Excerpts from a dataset
Segment Open

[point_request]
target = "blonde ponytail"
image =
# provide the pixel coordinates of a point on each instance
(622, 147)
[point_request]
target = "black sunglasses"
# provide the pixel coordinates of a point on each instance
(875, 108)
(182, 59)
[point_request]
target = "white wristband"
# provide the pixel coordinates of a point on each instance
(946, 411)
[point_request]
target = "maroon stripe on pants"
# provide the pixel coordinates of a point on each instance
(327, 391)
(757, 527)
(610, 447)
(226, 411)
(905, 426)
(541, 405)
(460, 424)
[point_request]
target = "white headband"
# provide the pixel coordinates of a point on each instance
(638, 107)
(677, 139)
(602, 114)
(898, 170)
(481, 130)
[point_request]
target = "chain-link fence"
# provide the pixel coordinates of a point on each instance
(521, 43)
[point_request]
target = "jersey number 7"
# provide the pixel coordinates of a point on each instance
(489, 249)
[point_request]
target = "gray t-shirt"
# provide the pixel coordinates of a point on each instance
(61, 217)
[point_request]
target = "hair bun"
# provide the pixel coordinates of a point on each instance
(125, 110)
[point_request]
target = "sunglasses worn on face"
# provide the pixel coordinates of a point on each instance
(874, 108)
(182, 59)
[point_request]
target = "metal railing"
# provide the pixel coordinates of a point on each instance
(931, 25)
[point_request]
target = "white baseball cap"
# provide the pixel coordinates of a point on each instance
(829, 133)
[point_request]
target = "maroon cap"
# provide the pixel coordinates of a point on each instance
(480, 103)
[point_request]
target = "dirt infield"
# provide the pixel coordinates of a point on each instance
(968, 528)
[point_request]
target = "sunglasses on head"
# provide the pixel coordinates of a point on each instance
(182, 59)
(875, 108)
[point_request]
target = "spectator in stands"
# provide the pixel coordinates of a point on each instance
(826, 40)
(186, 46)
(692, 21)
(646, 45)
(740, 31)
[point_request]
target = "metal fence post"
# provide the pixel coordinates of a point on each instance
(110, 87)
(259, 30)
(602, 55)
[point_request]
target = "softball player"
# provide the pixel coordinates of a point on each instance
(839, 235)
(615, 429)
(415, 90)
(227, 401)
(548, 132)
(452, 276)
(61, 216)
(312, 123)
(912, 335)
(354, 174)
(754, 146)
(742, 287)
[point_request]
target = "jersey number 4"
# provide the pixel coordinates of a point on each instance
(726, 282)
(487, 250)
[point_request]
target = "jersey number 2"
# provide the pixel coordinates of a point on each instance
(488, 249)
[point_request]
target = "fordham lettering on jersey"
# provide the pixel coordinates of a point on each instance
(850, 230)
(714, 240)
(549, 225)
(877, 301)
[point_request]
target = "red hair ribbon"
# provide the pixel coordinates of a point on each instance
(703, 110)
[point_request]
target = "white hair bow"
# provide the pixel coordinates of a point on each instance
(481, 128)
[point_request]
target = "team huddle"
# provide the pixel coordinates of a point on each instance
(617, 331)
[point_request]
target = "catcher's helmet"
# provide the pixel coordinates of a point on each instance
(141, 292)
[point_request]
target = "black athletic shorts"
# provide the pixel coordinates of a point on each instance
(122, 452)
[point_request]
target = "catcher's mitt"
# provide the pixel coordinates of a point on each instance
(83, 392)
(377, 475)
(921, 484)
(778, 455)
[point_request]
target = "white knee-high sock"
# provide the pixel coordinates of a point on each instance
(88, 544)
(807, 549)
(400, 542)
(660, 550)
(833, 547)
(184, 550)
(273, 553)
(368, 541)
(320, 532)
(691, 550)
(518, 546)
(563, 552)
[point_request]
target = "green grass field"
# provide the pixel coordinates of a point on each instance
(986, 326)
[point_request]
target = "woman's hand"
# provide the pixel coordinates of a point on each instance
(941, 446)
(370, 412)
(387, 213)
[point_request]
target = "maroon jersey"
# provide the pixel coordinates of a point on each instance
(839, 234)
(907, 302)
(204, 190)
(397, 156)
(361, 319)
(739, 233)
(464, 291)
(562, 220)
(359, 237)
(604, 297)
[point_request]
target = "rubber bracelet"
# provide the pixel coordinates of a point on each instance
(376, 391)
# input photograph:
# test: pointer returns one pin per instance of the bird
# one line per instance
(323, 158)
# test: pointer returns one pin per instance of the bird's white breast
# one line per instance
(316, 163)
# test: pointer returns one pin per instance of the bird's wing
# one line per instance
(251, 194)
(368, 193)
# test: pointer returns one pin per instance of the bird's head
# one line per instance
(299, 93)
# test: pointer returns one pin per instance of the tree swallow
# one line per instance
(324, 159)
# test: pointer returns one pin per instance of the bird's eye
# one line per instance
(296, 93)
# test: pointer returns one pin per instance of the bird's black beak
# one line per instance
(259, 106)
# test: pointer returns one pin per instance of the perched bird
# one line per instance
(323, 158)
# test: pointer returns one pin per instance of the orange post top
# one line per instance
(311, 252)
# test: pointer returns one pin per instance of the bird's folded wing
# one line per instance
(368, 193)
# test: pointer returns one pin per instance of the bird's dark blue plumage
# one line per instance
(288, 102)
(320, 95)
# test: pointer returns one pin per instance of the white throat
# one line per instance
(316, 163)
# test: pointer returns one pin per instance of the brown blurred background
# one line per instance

Segment Closed

ACTION ITEM.
The answer should be only the number of lines in the data that contain the string "post".

WRITTEN SOLUTION.
2